§ **Directions**:
Copy all the entries word for word, but omit the pictures.

--- Data for review Enclosed Below ---

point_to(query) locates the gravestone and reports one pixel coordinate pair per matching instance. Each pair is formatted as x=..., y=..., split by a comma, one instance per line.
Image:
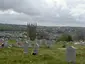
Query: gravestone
x=49, y=43
x=25, y=47
x=36, y=48
x=71, y=54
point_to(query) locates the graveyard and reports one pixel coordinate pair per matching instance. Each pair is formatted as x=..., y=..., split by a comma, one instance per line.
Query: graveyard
x=40, y=48
x=54, y=55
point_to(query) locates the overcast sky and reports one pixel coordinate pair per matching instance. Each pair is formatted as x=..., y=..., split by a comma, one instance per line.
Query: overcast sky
x=43, y=12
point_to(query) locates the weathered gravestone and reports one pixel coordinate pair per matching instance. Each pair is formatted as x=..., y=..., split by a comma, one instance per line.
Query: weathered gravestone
x=71, y=55
x=49, y=43
x=36, y=48
x=26, y=47
x=6, y=43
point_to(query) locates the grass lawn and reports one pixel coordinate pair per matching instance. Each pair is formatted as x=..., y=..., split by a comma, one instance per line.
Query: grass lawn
x=45, y=56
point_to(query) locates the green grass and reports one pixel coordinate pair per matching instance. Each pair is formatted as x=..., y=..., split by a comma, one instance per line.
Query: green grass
x=45, y=56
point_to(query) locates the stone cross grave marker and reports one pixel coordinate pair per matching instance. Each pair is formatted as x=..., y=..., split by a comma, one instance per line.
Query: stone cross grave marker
x=70, y=55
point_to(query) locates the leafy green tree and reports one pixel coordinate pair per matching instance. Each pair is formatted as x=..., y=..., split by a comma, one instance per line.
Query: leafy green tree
x=65, y=37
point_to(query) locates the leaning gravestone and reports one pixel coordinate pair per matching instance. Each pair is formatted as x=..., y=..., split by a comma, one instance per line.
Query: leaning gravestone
x=49, y=43
x=25, y=47
x=71, y=55
x=36, y=48
x=6, y=43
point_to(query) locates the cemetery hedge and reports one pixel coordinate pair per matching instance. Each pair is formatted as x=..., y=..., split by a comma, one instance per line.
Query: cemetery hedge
x=46, y=56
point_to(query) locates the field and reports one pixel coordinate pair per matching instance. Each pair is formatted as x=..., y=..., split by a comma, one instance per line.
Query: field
x=45, y=56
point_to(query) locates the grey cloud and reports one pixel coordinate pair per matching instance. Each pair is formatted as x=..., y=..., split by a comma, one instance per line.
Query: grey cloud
x=39, y=11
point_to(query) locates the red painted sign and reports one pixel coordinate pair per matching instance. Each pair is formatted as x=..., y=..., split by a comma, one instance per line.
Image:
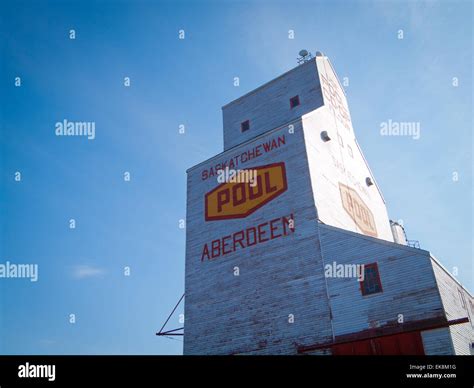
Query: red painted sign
x=239, y=199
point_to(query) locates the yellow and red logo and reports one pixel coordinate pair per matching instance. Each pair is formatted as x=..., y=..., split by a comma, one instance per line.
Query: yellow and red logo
x=358, y=210
x=238, y=200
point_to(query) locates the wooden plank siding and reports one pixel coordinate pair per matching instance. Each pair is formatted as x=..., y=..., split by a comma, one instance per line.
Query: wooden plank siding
x=409, y=287
x=249, y=313
x=281, y=301
x=451, y=290
x=268, y=106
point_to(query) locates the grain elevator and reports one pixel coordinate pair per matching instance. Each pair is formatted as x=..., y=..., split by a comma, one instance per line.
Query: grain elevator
x=291, y=251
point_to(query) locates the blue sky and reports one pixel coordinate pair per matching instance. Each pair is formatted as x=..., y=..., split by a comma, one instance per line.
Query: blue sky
x=186, y=82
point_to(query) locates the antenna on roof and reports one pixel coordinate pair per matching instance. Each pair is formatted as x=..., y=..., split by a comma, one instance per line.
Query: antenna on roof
x=304, y=56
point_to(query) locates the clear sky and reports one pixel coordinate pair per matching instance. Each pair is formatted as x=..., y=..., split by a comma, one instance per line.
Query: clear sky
x=173, y=82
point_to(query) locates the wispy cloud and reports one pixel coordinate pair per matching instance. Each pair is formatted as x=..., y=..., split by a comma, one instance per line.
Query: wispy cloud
x=87, y=271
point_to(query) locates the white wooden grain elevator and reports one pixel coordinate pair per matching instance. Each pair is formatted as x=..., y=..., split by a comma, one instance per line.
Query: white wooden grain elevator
x=302, y=258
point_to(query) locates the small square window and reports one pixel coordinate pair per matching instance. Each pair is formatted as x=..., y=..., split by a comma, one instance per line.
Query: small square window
x=294, y=101
x=371, y=283
x=461, y=297
x=341, y=142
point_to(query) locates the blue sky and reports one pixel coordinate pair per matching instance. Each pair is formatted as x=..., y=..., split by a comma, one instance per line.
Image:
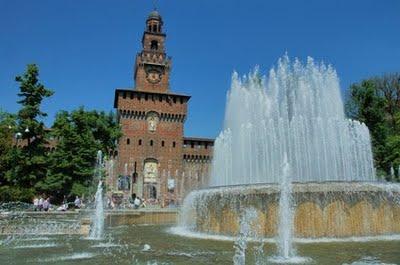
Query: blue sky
x=85, y=49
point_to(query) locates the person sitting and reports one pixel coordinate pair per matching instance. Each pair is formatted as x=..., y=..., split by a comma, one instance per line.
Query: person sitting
x=46, y=205
x=77, y=202
x=63, y=207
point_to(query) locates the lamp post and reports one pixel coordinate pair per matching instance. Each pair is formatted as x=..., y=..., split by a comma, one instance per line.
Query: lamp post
x=18, y=136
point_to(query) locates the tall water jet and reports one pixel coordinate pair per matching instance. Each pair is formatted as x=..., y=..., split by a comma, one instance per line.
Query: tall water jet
x=247, y=230
x=97, y=220
x=285, y=228
x=296, y=111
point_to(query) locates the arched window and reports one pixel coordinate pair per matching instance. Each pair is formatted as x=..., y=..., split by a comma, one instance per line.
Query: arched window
x=154, y=45
x=152, y=192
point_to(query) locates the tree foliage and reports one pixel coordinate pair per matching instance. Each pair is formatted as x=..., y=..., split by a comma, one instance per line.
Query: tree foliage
x=80, y=134
x=29, y=163
x=376, y=102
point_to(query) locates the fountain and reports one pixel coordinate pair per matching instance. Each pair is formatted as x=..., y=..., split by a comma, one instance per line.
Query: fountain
x=296, y=111
x=97, y=219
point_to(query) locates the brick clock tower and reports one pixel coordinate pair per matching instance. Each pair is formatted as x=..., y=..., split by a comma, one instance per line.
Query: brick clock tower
x=154, y=160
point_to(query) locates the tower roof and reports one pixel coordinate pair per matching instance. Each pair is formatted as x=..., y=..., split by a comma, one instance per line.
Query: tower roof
x=154, y=15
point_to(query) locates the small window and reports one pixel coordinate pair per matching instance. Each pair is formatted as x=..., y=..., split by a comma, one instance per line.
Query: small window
x=154, y=45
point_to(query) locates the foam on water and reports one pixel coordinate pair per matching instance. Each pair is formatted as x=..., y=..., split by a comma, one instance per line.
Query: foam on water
x=368, y=261
x=74, y=256
x=45, y=245
x=181, y=231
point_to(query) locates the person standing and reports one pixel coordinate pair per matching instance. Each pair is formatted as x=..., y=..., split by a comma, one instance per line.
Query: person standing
x=46, y=205
x=136, y=203
x=77, y=202
x=40, y=204
x=35, y=204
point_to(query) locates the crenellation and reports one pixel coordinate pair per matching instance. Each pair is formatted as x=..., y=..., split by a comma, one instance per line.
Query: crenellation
x=153, y=151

--- End of Enclosed Data for review ---

§ **Answer to this task**:
point_to(query) locates the gravestone and reports one pixel coordinate pair per matching instance. Each pair is formatted as x=..., y=..., split by a comma, one instance per line.
Image:
Query: gravestone
x=49, y=43
x=25, y=47
x=36, y=48
x=71, y=54
point_to(query) locates the graveyard and reports one pixel coordinate pair per matching instance. Each pair is formatted as x=..., y=..., split by a comma, one instance per line.
Query: graveyard
x=40, y=48
x=54, y=55
point_to(query) locates the overcast sky and reports one pixel coordinate pair per matching instance. Each pair is formatted as x=..., y=..., split by a comma, one instance per line.
Query: overcast sky
x=43, y=12
point_to(query) locates the weathered gravestone and reports one pixel coordinate pair per matching instance. Each pair is formatted as x=..., y=..., split by a comma, one instance per line.
Query: weathered gravestone
x=71, y=55
x=49, y=43
x=36, y=48
x=26, y=47
x=6, y=43
point_to(query) locates the grass lawn and reports one pixel coordinate pair per matching instance. Each pair is formatted as x=..., y=..., split by a comma, one instance per line.
Query: grass lawn
x=45, y=56
point_to(query) locates the green grass and reports one pixel coordinate pair per matching instance. Each pair is formatted as x=..., y=..., split by a comma, one instance per line.
Query: green grass
x=45, y=56
point_to(query) locates the stone cross grave marker and reports one pixel coordinate pair per matching instance. Each pair is formatted as x=..., y=..., split by a comma, one instance per line.
Query: stone cross grave marker
x=70, y=55
point_to(query) locates the leafy green tree and reports one pixel coordinate pair per matching instance. Each pair is formatted as x=..., y=..., split by a comma, one instance per line.
Query: leafy green tree
x=65, y=37
point_to(query) locates the leaning gravestone and reports one pixel coordinate pair per matching instance. Each pair is formatted as x=..., y=..., split by a comma, one instance per line.
Query: leaning gravestone
x=49, y=43
x=25, y=47
x=71, y=55
x=36, y=48
x=6, y=43
point_to(query) locates the cemetery hedge and reports one pixel coordinate pair per matching instance. Each pair is formatted as x=..., y=..., split by a comma, one instance per line.
Query: cemetery hedge
x=46, y=56
point_to(query) locates the field and reports one pixel coordinate pair per matching instance. Each pair is formatted as x=..., y=..., split by a comma, one instance per line.
Query: field
x=45, y=56
point_to(query) locates the grey cloud and reports one pixel coordinate pair per matching instance. Each pair is formatted as x=..., y=..., split by a comma, one instance per line.
Query: grey cloud
x=39, y=11
point_to(query) locates the red painted sign and reports one pixel coordinate pair per matching instance. Each pair is formatted as x=..., y=..., split by a comma, one instance per line.
Image:
Query: red painted sign
x=239, y=199
point_to(query) locates the yellow and red logo and reports one pixel coordinate pair per matching instance. Each pair is formatted as x=..., y=..., split by a comma, one instance per line.
Query: yellow and red logo
x=358, y=210
x=238, y=200
point_to(query) locates the wooden plank siding and reports one pixel coordinate pair per matching instance. Each pair is formatted as x=..., y=..., split by a comma, one instance per line.
Query: wooden plank siding
x=409, y=287
x=249, y=313
x=281, y=301
x=451, y=290
x=268, y=106
point_to(query) locates the grain elevator and reports one pixel coordinate pair per matching instance. Each pair is formatted as x=..., y=..., split by a comma, one instance per line.
Query: grain elevator
x=291, y=251
point_to(query) locates the blue sky and reports one pixel coordinate pair per matching instance. Each pair is formatted as x=..., y=..., split by a comma, one instance per line.
Query: blue sky
x=186, y=82
point_to(query) locates the antenna on roof and reports one pixel coordinate pair per matching instance. Each pair is formatted as x=..., y=..., split by a comma, one instance per line.
Query: antenna on roof
x=304, y=56
point_to(query) locates the clear sky and reports one pixel coordinate pair per matching instance. Each pair is formatted as x=..., y=..., split by a comma, one instance per line.
Query: clear sky
x=173, y=82
point_to(query) locates the wispy cloud and reports one pixel coordinate pair per matching instance. Each pair is formatted as x=..., y=..., split by a comma, one instance per line.
Query: wispy cloud
x=87, y=271
point_to(query) locates the white wooden grain elevator and reports one pixel coordinate pair per matching instance. Each pair is formatted as x=..., y=..., split by a comma, one instance per line.
Query: white wooden grain elevator
x=302, y=258
point_to(query) locates the small square window and reports one pixel coordinate pair per matching instance. Each pair is formatted as x=..., y=..., split by a comma, one instance per line.
Query: small square window
x=294, y=101
x=371, y=283
x=461, y=297
x=341, y=142
point_to(query) locates the blue sky and reports one pixel coordinate pair per matching instance. Each pair is formatted as x=..., y=..., split by a comma, one instance per line.
Image:
Query: blue sky
x=85, y=49
point_to(query) locates the person sitting and reports one pixel coordinate pair per matching instance. Each pair is formatted as x=..., y=..., split by a comma, one instance per line.
Query: person sitting
x=46, y=205
x=77, y=202
x=63, y=207
point_to(query) locates the lamp post and reports one pixel coordinate pair per matching instance. Each pair is formatted as x=..., y=..., split by a comma, one instance per line.
Query: lamp post
x=18, y=136
point_to(query) locates the tall water jet and reports one pixel coordinate pair per matching instance. Each pair is formatted as x=..., y=..., split by a comma, one instance per line.
Query: tall water jet
x=247, y=230
x=97, y=220
x=285, y=228
x=296, y=111
point_to(query) locates the arched window and reports one pixel coordinate pair per matching instance. Each pair is formatted as x=..., y=..., split by a comma, one instance per line.
Query: arched window
x=154, y=45
x=152, y=192
point_to(query) locates the tree foliage and reports one pixel coordinate pair per matching instance. Each pair is formatted as x=..., y=..., split by a comma, one instance per line.
Query: tree foliage
x=80, y=134
x=29, y=163
x=376, y=102
point_to(query) locates the fountain and reports one pixel coordinate pair per matching instance. Each pair is formatted as x=..., y=..., split by a comma, one instance per line.
Query: fountain
x=296, y=111
x=97, y=219
point_to(query) locates the brick clock tower and reports one pixel coordinate pair per matching instance. Each pair is formatted as x=..., y=..., split by a comma, one instance per line.
Query: brick clock tower
x=154, y=160
point_to(query) locates the tower roof and reports one pixel coordinate pair per matching instance. Each pair is formatted as x=..., y=..., split by a comma, one instance per line.
Query: tower roof
x=154, y=15
point_to(query) locates the small window and reports one pixel coordinate pair per matching instance. Each pair is formatted as x=..., y=..., split by a comma, one instance per line.
Query: small window
x=154, y=45
point_to(query) locates the foam on water and reports one pixel coordinate pair per matching instance. Each pair is formatted as x=..., y=..., split by a comma, one instance per line.
Query: foam on water
x=368, y=261
x=74, y=256
x=45, y=245
x=181, y=231
point_to(query) locates the person standing and reports one pixel coordinate pair per matching instance. Each pair is formatted as x=..., y=..., split by a comma, one instance per line.
Query: person standing
x=46, y=205
x=136, y=203
x=77, y=202
x=40, y=204
x=35, y=204
point_to(query) locates the crenellation and reports one pixel coordinate pair per matching instance. Each pair is formatted as x=..., y=..., split by a comma, one instance per line.
Query: crenellation
x=153, y=151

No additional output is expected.